▶ Activity:
Your answer should consist of every line in the records that holds "suit".

--------------------

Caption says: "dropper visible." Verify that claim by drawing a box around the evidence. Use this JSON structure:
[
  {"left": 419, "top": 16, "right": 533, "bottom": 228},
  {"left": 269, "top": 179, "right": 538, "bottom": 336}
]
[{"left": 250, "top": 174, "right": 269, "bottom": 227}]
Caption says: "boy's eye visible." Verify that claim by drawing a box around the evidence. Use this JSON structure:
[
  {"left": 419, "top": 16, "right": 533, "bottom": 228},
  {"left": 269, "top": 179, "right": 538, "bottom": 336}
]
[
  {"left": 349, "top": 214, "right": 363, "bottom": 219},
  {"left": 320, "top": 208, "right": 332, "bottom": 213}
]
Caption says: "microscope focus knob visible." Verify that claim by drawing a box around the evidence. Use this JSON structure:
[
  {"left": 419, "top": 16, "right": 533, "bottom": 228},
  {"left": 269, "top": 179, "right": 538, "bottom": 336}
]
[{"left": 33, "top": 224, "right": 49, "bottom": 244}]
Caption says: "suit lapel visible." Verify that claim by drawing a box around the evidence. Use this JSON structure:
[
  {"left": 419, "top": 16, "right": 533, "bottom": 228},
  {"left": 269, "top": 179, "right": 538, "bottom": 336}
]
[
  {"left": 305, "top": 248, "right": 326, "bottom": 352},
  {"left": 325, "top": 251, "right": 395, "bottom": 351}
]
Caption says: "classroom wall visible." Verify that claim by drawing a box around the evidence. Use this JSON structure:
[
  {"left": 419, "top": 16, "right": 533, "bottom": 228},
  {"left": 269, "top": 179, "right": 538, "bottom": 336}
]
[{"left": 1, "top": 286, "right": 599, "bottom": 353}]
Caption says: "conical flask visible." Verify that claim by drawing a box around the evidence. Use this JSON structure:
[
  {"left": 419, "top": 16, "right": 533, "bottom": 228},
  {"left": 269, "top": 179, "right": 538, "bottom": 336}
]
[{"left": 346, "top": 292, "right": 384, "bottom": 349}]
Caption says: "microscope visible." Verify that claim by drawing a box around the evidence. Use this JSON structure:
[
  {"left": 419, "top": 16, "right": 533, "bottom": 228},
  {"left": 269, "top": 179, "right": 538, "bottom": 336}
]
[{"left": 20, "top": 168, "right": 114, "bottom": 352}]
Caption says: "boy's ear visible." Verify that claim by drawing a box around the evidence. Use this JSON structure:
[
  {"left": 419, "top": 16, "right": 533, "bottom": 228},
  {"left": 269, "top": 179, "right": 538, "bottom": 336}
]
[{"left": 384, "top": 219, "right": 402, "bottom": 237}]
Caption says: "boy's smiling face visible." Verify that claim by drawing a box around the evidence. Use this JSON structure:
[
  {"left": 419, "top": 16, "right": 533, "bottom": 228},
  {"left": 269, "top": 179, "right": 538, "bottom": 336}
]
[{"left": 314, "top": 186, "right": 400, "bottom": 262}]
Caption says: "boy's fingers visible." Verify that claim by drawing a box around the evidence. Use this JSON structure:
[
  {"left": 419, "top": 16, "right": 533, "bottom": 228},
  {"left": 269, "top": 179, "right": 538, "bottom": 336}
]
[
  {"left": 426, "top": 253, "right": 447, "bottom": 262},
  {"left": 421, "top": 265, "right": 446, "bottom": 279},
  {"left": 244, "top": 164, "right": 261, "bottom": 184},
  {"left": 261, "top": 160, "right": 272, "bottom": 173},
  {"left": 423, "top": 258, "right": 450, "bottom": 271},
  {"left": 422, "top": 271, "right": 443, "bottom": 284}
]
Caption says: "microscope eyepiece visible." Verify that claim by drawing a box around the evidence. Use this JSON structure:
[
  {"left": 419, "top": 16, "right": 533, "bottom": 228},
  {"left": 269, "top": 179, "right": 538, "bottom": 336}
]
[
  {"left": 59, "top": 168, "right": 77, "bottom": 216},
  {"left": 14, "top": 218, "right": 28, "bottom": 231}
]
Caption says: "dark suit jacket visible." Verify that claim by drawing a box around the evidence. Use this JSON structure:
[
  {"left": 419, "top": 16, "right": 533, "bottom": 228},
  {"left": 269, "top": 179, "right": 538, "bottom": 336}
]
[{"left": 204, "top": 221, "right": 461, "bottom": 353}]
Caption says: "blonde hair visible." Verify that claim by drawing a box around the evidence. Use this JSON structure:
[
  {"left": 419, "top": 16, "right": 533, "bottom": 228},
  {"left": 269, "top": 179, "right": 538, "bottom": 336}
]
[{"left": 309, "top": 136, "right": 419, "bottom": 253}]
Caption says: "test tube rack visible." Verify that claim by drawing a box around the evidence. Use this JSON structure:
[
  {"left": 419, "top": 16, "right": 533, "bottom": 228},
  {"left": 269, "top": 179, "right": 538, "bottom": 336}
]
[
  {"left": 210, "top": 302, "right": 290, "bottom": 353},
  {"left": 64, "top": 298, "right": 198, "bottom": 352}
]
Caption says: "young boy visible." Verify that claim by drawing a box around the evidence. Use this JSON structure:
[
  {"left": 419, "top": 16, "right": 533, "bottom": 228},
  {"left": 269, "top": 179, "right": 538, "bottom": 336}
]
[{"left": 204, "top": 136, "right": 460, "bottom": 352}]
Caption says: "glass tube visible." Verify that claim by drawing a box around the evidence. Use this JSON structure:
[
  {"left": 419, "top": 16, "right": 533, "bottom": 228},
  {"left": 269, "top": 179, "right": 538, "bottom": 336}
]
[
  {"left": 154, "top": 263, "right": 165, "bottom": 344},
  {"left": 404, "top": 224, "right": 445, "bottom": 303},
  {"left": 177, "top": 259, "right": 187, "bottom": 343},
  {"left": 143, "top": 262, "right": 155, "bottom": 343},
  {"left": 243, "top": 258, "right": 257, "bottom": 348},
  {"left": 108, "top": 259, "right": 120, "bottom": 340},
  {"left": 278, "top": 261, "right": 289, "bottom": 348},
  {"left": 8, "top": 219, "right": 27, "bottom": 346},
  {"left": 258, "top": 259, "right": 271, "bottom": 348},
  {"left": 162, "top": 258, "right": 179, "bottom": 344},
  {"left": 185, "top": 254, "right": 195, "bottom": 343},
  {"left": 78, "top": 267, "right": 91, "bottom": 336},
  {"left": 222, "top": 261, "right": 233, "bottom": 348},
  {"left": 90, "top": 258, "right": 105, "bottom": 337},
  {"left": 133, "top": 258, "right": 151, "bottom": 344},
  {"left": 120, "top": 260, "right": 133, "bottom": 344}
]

--------------------

▶ Answer:
Caption says: "suit lapel visible." Verify that claim by drawing a box around the evidence. Use this JSON structure:
Caption says: "dark suit jacket visible." Verify that claim by drawing a box around the evidence. Use this JSON structure:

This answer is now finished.